As an exercise, copy out the entries exactly as written.

*-*-*

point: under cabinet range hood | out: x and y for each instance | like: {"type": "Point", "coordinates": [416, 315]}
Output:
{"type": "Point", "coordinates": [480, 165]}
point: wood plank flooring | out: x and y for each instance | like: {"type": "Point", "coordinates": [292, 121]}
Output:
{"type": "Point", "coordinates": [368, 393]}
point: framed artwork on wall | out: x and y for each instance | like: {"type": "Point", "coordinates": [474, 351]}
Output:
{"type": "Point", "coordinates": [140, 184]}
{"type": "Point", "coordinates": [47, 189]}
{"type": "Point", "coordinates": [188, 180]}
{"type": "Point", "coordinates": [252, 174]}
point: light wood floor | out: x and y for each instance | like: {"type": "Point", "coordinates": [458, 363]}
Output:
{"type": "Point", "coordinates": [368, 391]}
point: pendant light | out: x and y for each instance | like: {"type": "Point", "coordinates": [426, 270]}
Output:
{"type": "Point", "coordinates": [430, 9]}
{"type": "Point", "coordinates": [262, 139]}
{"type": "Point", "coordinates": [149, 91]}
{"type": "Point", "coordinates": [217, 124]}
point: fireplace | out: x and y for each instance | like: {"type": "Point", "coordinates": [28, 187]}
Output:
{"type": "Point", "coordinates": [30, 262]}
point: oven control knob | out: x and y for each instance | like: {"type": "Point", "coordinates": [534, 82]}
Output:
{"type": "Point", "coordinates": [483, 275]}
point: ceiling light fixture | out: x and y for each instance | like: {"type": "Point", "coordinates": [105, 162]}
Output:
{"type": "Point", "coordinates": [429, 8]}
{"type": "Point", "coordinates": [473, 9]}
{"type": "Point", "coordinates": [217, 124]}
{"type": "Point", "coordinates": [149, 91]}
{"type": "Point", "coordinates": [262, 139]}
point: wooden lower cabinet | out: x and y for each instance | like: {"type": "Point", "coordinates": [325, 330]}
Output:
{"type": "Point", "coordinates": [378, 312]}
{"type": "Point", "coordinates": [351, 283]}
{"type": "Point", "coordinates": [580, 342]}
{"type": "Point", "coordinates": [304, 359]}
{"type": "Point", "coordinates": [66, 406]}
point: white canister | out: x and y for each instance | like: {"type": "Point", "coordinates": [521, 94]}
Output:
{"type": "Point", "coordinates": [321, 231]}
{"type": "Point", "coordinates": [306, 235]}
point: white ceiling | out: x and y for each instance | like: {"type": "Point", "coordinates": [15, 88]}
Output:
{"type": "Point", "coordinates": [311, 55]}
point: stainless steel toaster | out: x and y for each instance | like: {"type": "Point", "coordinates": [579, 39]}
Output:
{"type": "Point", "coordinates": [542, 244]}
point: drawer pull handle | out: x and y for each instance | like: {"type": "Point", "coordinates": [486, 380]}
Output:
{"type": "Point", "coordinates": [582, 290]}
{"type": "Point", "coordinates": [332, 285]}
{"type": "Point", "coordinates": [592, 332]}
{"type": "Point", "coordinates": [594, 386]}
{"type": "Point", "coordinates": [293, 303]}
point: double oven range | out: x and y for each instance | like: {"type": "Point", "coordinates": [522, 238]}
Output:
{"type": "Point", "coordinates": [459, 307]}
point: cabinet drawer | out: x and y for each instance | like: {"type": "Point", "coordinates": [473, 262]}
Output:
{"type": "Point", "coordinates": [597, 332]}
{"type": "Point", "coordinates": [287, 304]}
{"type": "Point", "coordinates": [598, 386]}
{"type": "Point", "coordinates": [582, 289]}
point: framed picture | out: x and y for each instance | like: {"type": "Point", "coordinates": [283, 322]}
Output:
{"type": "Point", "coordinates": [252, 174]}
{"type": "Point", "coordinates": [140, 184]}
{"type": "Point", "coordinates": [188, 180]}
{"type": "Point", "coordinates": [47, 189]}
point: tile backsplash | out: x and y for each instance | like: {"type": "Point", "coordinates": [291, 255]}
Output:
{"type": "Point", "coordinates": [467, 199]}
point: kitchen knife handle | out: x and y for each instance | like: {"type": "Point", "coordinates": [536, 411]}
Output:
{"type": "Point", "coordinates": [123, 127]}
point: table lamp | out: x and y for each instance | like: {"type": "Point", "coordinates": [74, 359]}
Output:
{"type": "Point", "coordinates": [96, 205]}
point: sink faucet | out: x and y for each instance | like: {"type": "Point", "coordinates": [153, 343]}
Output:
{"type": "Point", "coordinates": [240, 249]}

*-*-*

**RESPONSE AREA:**
point: under cabinet range hood | out: x and y for each instance | like: {"type": "Point", "coordinates": [416, 315]}
Output:
{"type": "Point", "coordinates": [480, 165]}
point: wood plank flooring | out: x and y for each instance | like: {"type": "Point", "coordinates": [292, 121]}
Output:
{"type": "Point", "coordinates": [368, 393]}
point: framed artwork on wall | out: x and y for each instance | like: {"type": "Point", "coordinates": [474, 351]}
Output:
{"type": "Point", "coordinates": [140, 184]}
{"type": "Point", "coordinates": [47, 189]}
{"type": "Point", "coordinates": [188, 180]}
{"type": "Point", "coordinates": [252, 174]}
point: light wood floor | out: x and y for each instance | like: {"type": "Point", "coordinates": [458, 363]}
Output:
{"type": "Point", "coordinates": [368, 391]}
point: pendant light | out: x and y for each instance | like: {"type": "Point", "coordinates": [426, 270]}
Output:
{"type": "Point", "coordinates": [430, 9]}
{"type": "Point", "coordinates": [262, 139]}
{"type": "Point", "coordinates": [149, 91]}
{"type": "Point", "coordinates": [217, 124]}
point: fireplace | out: x and y for each instance | like: {"type": "Point", "coordinates": [28, 187]}
Output:
{"type": "Point", "coordinates": [30, 262]}
point: oven control knob | out: x and y for each instance | like: {"type": "Point", "coordinates": [534, 82]}
Output:
{"type": "Point", "coordinates": [483, 275]}
point: ceiling light fixture | out: x and y for each instance | like: {"type": "Point", "coordinates": [105, 162]}
Output:
{"type": "Point", "coordinates": [429, 8]}
{"type": "Point", "coordinates": [473, 9]}
{"type": "Point", "coordinates": [217, 124]}
{"type": "Point", "coordinates": [149, 91]}
{"type": "Point", "coordinates": [262, 139]}
point: wooden lower cabinet | out: x and y for each instance | like: {"type": "Point", "coordinates": [325, 330]}
Output:
{"type": "Point", "coordinates": [378, 312]}
{"type": "Point", "coordinates": [351, 283]}
{"type": "Point", "coordinates": [580, 342]}
{"type": "Point", "coordinates": [304, 359]}
{"type": "Point", "coordinates": [66, 406]}
point: white canister | out: x and y for each instance | like: {"type": "Point", "coordinates": [521, 94]}
Output:
{"type": "Point", "coordinates": [321, 231]}
{"type": "Point", "coordinates": [306, 235]}
point: white ceiling | out: x and y for each instance | like: {"type": "Point", "coordinates": [15, 88]}
Output:
{"type": "Point", "coordinates": [311, 55]}
point: stainless steel toaster | out: x and y for each instance | like: {"type": "Point", "coordinates": [579, 39]}
Output:
{"type": "Point", "coordinates": [542, 244]}
point: drawer pull handle | out: x and y for each instance | like: {"type": "Point", "coordinates": [486, 380]}
Output:
{"type": "Point", "coordinates": [582, 290]}
{"type": "Point", "coordinates": [332, 285]}
{"type": "Point", "coordinates": [592, 332]}
{"type": "Point", "coordinates": [594, 386]}
{"type": "Point", "coordinates": [293, 303]}
point: double oven range | out: x and y for each instance | like: {"type": "Point", "coordinates": [522, 238]}
Output:
{"type": "Point", "coordinates": [459, 307]}
point: cabinet drawer | out: x and y for each instance | like: {"type": "Point", "coordinates": [473, 262]}
Output:
{"type": "Point", "coordinates": [597, 332]}
{"type": "Point", "coordinates": [287, 304]}
{"type": "Point", "coordinates": [598, 386]}
{"type": "Point", "coordinates": [582, 289]}
point: framed picture | out: x and y for each instance | like: {"type": "Point", "coordinates": [283, 322]}
Output:
{"type": "Point", "coordinates": [252, 174]}
{"type": "Point", "coordinates": [140, 184]}
{"type": "Point", "coordinates": [188, 180]}
{"type": "Point", "coordinates": [47, 189]}
point: tile backsplash | out: x and y for each instance | like: {"type": "Point", "coordinates": [291, 255]}
Output:
{"type": "Point", "coordinates": [467, 199]}
point: kitchen knife handle | out: x and y for each instance | like: {"type": "Point", "coordinates": [536, 411]}
Output:
{"type": "Point", "coordinates": [123, 127]}
point: table lamp | out: x and y for each instance | like: {"type": "Point", "coordinates": [74, 359]}
Output:
{"type": "Point", "coordinates": [96, 205]}
point: sink faucet | out: x and y for each instance | like: {"type": "Point", "coordinates": [153, 343]}
Output:
{"type": "Point", "coordinates": [240, 249]}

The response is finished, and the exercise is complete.